## TEXT BLOCK
● ● ●

Section 6 of the Hindu Minority and Guardianship Act, 1956 constitutes the father as the natural guardian of a minor son. But that provision cannot supersede the paramount consideration as to what is conducive to the welfare of the minor….

In Rosy Jacob v. Jacob A. Chakramakkal , their Lordships held thus.

Section 25 of the Guardians and Wards Act contemplates not only actual physical custody but also constructive custody of the guardian which term includes all categories of guardians. The object and purpose of this provision being ex facie to ensure the welfare of the minor ward, which necessarily involves due protection of the right of his guardian to properly look after the ward’s health, maintenance and education this section demands reasonably liberal interpretation so as to effectuate that object. Hyper- technicalities should not be allowed to deprive the guardian, the “necessary assistance from the court in effectively discharging his duties and obligations towards his ward so as to promote the latter’s welfare

If the court under the Divorce Act cannot make any order with respect to the custody of the wards and it is not open to the court under the Guardians and Wards Act to appoint or declare guardian of the person of his children under Section 19 during his lifetime, if the court does not consider him unfit, then, the only provision to which the father can have resort for his children’s custody is Section 25. The court’s power under Section 25 of the Guardians and Wards Act is to be governed primarily by the consideration of the welfare of the minors concerned. The discretion vested in the court is, as is the case with all judicial discretions to be exercised judiciously in the background of all the relevant facts and circumstances. Each case has to be decided on its own facts and other cases can hardly serve as binding precedents, the facts of two cases in this respect being seldom if ever identical.

● ● ●

## DATASET EXCERPTS
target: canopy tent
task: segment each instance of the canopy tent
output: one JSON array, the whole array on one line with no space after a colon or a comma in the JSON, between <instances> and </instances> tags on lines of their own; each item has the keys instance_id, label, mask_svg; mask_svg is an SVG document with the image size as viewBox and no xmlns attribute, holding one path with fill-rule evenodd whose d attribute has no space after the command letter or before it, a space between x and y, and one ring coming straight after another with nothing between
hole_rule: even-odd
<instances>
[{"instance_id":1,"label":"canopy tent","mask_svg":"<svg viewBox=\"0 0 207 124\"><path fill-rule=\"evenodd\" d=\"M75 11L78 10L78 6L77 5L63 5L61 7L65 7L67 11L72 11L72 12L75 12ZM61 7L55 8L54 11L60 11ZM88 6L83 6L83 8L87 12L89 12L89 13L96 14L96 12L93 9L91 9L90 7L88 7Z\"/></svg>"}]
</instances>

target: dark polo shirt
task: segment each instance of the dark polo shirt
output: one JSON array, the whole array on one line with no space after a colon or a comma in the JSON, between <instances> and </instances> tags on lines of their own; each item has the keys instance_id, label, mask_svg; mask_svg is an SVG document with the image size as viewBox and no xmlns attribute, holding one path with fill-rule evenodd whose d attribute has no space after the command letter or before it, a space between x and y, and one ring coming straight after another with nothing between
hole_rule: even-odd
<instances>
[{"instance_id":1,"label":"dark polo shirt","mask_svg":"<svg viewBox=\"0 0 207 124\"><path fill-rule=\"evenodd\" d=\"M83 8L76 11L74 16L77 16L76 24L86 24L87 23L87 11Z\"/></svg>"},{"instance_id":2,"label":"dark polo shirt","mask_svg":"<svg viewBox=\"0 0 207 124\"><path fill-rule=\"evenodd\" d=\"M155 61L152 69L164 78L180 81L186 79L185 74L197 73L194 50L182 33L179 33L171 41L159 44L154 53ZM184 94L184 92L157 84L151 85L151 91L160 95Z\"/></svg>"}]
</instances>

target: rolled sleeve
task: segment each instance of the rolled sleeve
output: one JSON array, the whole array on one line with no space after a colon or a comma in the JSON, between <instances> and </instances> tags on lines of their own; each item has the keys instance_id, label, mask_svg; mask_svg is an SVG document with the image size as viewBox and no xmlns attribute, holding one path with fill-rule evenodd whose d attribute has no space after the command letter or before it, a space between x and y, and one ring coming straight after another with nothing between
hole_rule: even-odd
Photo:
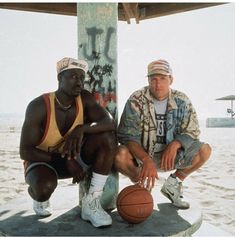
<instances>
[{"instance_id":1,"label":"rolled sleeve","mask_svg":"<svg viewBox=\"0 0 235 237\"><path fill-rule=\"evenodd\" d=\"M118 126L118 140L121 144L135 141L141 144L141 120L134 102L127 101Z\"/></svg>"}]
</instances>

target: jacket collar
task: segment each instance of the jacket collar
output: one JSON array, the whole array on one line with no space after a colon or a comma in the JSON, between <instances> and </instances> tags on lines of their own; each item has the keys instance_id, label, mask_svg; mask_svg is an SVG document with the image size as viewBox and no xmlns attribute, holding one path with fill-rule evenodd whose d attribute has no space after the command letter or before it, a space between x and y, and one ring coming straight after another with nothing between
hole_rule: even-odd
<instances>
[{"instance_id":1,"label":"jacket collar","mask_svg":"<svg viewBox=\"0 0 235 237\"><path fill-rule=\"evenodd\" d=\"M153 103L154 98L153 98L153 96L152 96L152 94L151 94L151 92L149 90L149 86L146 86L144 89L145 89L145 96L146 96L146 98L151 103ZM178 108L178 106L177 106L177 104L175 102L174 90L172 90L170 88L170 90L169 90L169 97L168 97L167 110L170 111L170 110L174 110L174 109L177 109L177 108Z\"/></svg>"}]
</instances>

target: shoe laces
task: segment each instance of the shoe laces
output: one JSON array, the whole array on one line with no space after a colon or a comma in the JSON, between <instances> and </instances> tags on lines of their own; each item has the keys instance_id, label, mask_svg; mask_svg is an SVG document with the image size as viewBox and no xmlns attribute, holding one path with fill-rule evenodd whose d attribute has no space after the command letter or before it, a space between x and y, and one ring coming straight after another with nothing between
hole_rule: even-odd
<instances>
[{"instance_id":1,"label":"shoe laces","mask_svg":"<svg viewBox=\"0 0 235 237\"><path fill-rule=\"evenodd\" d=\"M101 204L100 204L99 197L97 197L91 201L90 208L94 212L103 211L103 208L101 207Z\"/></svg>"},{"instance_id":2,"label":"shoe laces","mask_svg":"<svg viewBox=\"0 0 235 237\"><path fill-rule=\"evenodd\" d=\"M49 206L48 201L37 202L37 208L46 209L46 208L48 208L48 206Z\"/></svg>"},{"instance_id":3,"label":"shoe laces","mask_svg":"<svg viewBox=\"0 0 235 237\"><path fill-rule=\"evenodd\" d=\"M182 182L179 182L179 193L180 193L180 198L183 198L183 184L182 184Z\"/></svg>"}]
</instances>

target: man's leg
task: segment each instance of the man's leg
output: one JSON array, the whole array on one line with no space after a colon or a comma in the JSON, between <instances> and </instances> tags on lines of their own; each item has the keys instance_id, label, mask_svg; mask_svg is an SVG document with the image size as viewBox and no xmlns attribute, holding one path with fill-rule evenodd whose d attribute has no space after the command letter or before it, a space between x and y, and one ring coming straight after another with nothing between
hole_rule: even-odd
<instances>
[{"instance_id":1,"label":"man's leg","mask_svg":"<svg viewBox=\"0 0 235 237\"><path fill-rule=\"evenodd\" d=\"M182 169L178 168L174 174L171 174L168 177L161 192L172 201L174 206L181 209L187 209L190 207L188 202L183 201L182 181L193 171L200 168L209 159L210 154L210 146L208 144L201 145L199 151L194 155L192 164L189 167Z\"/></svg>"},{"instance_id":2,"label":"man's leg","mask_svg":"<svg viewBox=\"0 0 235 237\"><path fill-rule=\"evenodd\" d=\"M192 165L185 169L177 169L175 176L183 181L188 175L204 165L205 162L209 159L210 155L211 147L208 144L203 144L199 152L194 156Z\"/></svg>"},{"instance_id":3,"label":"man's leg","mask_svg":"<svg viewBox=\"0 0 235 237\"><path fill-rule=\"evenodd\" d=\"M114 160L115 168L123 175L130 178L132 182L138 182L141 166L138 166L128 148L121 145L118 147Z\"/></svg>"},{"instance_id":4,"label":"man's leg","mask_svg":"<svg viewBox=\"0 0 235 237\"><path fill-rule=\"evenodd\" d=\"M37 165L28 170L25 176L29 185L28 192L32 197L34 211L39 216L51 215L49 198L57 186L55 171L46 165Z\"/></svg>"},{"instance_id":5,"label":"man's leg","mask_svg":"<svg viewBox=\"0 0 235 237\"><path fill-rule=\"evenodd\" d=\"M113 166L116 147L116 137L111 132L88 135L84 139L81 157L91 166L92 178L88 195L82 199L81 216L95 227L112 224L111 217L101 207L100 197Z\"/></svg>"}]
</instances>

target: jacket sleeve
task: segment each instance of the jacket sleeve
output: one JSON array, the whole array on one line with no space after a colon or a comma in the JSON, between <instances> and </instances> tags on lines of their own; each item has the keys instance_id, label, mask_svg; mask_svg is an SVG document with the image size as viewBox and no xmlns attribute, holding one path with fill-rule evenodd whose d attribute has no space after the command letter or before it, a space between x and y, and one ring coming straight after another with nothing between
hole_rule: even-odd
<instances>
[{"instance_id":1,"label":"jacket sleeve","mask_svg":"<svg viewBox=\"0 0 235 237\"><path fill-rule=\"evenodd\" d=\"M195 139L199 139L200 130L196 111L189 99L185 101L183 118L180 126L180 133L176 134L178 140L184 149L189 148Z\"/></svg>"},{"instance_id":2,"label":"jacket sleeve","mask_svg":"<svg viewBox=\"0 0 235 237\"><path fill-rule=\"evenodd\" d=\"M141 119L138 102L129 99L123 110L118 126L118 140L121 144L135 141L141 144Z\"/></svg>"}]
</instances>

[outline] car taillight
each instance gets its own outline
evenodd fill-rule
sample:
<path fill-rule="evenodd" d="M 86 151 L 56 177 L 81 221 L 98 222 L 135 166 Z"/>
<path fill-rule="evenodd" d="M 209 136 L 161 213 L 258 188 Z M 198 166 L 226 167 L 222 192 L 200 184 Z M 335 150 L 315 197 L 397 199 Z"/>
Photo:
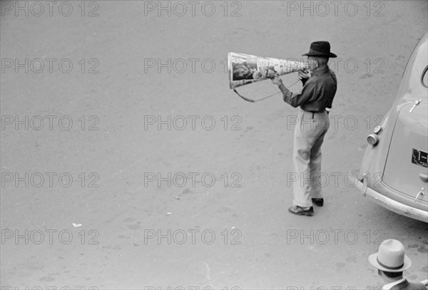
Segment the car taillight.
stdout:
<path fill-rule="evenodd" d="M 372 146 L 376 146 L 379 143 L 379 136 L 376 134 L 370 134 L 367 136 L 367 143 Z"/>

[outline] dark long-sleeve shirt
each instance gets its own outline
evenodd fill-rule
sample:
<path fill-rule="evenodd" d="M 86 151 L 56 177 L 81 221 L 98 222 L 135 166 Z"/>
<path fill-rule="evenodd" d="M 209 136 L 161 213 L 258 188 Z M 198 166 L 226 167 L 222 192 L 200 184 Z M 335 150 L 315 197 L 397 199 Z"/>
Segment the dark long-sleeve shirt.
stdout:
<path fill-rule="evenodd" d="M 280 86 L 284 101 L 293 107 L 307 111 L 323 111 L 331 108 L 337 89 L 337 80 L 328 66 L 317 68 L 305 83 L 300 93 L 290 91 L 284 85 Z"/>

● ● ●

## WHAT YOU WILL DO
1. Write down the stretch of the guardianship text from "Section 6 of" through "Lordships held thus.".
2. According to the guardianship text, which provision makes the father the natural guardian of a minor son?
3. List every act of law that the guardianship text names.
You won't need the lines for this.

## RESULTS BY TASK
1.
Section 6 of the Hindu Minority and Guardianship Act, 1956 constitutes the father as the natural guardian of a minor son. But that provision cannot supersede the paramount consideration as to what is conducive to the welfare of the minor….

In Rosy Jacob v. Jacob A. Chakramakkal , their Lordships held thus.

2. Section 6 of the Hindu Minority and Guardianship Act, 1956.

3.
Hindu Minority and Guardianship Act, 1956
Guardians and Wards Act
Divorce Act